Records for the task -
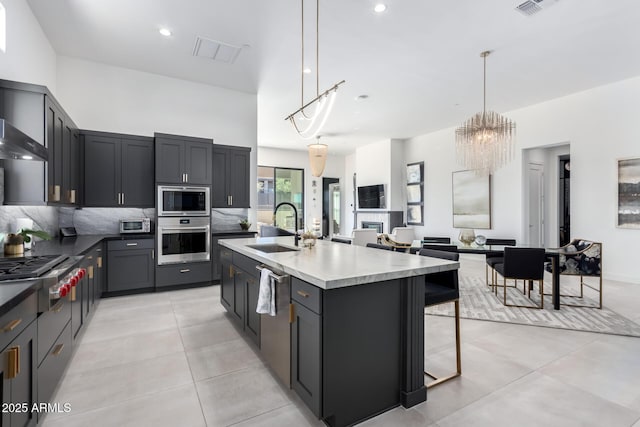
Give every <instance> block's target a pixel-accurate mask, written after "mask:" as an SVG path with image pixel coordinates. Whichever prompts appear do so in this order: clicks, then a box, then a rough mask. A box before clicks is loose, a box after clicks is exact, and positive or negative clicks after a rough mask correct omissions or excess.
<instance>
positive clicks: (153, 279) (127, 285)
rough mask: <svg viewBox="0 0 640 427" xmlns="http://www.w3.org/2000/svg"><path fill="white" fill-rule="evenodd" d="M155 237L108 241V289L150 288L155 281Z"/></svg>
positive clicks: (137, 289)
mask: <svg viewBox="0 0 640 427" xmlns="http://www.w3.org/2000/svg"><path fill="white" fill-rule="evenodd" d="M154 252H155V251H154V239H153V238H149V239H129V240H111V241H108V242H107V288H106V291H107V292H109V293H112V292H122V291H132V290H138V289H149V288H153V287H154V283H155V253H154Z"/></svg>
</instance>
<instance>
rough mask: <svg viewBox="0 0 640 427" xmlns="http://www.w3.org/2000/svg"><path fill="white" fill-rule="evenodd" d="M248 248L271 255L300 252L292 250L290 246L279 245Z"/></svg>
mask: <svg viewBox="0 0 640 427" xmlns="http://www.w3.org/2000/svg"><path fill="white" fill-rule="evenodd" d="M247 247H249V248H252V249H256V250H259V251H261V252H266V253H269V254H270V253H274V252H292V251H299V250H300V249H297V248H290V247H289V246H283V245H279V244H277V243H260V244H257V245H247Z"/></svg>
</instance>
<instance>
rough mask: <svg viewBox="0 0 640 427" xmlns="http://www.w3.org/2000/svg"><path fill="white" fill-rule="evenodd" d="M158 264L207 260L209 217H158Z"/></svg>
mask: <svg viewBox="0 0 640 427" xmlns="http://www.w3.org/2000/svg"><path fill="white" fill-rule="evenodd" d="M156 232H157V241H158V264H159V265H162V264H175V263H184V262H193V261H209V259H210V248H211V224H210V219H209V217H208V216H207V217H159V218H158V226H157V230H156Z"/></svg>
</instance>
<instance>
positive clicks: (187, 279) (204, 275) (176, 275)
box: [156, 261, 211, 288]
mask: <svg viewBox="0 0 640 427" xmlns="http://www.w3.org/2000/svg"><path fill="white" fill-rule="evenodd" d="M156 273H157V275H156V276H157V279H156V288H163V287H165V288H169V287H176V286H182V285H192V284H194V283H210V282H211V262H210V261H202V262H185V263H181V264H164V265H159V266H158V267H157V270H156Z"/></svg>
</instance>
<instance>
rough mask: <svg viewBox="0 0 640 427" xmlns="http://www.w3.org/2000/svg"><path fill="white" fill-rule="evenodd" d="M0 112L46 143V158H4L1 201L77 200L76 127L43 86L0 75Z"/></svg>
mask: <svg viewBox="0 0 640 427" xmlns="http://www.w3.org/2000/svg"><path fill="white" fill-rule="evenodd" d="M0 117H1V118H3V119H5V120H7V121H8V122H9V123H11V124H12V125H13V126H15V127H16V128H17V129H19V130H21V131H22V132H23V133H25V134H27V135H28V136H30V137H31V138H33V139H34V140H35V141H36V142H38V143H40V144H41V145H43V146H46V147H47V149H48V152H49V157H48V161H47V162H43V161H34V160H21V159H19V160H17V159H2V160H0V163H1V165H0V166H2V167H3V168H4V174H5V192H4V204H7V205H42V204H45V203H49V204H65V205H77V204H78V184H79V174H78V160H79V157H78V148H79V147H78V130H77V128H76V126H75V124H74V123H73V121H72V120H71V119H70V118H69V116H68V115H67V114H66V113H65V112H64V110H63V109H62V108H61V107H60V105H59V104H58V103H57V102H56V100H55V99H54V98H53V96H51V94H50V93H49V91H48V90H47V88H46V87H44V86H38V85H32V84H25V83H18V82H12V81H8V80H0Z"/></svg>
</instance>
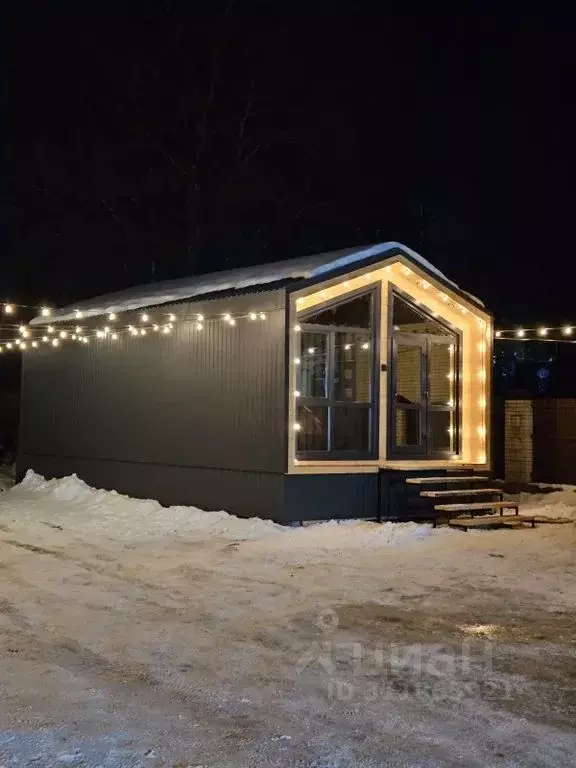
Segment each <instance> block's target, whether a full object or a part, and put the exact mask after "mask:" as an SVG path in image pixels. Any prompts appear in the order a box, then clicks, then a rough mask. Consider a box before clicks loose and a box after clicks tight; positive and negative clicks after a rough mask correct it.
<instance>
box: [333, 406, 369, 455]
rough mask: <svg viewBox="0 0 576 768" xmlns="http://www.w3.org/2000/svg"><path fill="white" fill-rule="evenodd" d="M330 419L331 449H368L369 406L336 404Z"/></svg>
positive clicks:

What to produce -
Output the entries as a Markdown table with the columns "Row" and "Line", beginning at the start of the entries and ending at the line that contains "positive clicks: (153, 279) (127, 285)", both ends included. Number each line in "Row", leave out blank lines and pictures, and do not include any other lines.

Exercise result -
| Row | Line |
|---|---|
| 1 | Give every <instance> block's target a pixel-accurate mask, written after "mask:" as an SVG path with image pixel coordinates. Whichever prompts appear do so in this order: clicks, then a box, then a rough mask. A box before clicks is loose, a box after clicks is exact, and positive or negative clicks after a rough mask correct omissions or excess. |
| 2 | <instance> |
| 3 | positive clicks: (153, 279) (127, 285) |